(Items listed in a dataset)
====================
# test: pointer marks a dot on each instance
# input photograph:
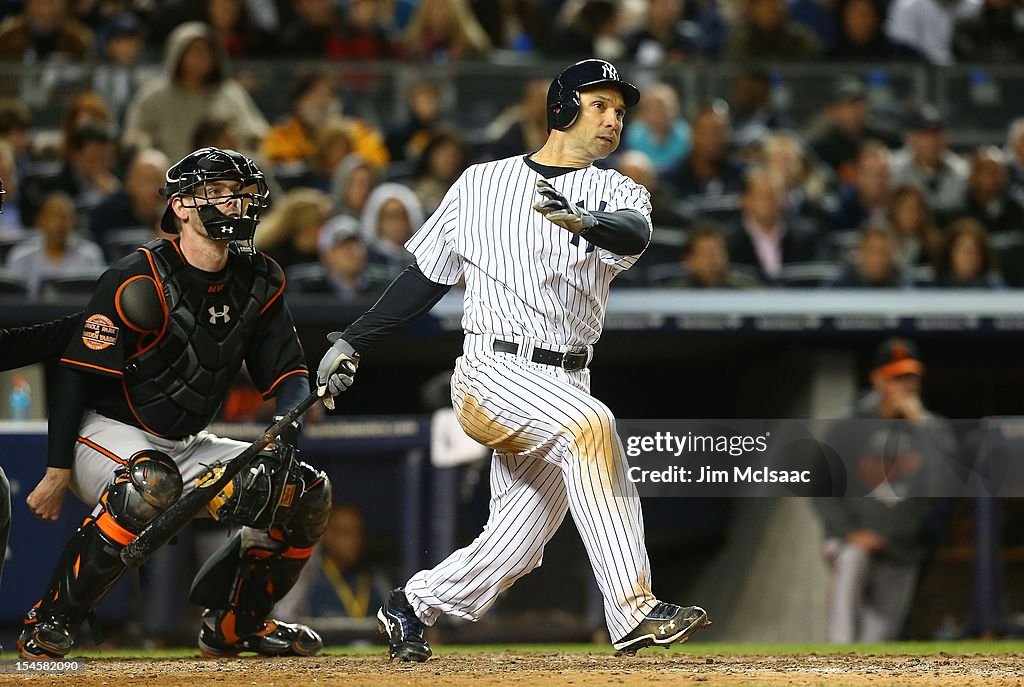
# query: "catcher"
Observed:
(147, 369)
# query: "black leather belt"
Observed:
(569, 361)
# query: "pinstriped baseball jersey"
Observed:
(525, 276)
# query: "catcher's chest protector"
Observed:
(177, 384)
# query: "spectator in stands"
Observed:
(196, 85)
(138, 204)
(333, 143)
(343, 256)
(875, 545)
(860, 37)
(967, 260)
(444, 30)
(290, 231)
(916, 234)
(767, 33)
(751, 108)
(637, 166)
(10, 219)
(523, 126)
(988, 198)
(353, 181)
(764, 239)
(239, 35)
(588, 29)
(443, 160)
(55, 250)
(15, 123)
(391, 215)
(658, 130)
(321, 30)
(289, 143)
(927, 26)
(666, 38)
(845, 128)
(339, 582)
(993, 35)
(706, 261)
(122, 74)
(87, 109)
(1015, 158)
(927, 162)
(877, 262)
(215, 132)
(782, 154)
(708, 170)
(423, 120)
(866, 198)
(86, 174)
(44, 30)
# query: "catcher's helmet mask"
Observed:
(563, 94)
(190, 180)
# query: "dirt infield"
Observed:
(505, 668)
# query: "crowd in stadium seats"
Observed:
(743, 196)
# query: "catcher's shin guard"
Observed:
(248, 575)
(90, 562)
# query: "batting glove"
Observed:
(559, 210)
(337, 369)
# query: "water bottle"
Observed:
(19, 399)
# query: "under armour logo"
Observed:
(214, 315)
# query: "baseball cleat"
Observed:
(44, 638)
(665, 625)
(217, 639)
(404, 631)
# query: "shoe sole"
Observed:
(384, 628)
(681, 637)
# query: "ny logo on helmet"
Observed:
(214, 315)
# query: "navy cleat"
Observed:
(218, 639)
(403, 629)
(665, 625)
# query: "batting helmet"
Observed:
(188, 178)
(563, 94)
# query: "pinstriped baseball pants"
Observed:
(555, 451)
====================
▶ _Problem description_: Set down all of the entries exactly as they stand, without any image.

▶ _Response area_:
# test: pointer marks a dot on each instance
# input photograph:
# query: "catcher"
Observed:
(147, 369)
# query: "black leather belt"
Observed:
(569, 361)
# query: "pinstriped baseball jersey"
Observed:
(525, 276)
# query: "catcher's chest protector"
Observed:
(177, 384)
# query: "spectator in stands"
Observed:
(196, 85)
(138, 204)
(333, 143)
(343, 256)
(875, 545)
(860, 37)
(967, 260)
(444, 30)
(290, 231)
(916, 234)
(767, 33)
(751, 108)
(637, 166)
(10, 219)
(523, 126)
(988, 198)
(353, 181)
(764, 239)
(239, 35)
(588, 29)
(443, 160)
(55, 250)
(15, 123)
(391, 215)
(658, 130)
(321, 30)
(289, 143)
(927, 26)
(666, 38)
(845, 128)
(339, 582)
(993, 35)
(706, 261)
(122, 74)
(87, 109)
(1015, 158)
(927, 162)
(877, 262)
(215, 132)
(782, 154)
(708, 170)
(423, 120)
(866, 198)
(86, 174)
(44, 30)
# query: "catcher's helmet mask"
Observed:
(563, 94)
(190, 180)
# query: "dirt infield"
Observed:
(505, 668)
# query: "crowd in stadium seats"
Observed:
(743, 196)
# query: "catcher's shin guard"
Observed:
(248, 575)
(90, 562)
# query: "batting glove"
Observed:
(559, 210)
(337, 369)
# query: "water bottle"
Observed:
(19, 399)
# query: "under armour logo"
Observed:
(214, 315)
# query: "baseball cleat"
Observed:
(44, 638)
(665, 625)
(217, 639)
(404, 631)
# query: "shoe sole"
Observed:
(384, 628)
(681, 637)
# query: "ny logo on helmet"
Observed:
(214, 315)
# query: "navy cleat"
Observed:
(218, 639)
(403, 629)
(665, 625)
# query: "batting helmet"
Observed:
(188, 178)
(563, 94)
# query: "pinstriped baseball pants"
Observed:
(555, 451)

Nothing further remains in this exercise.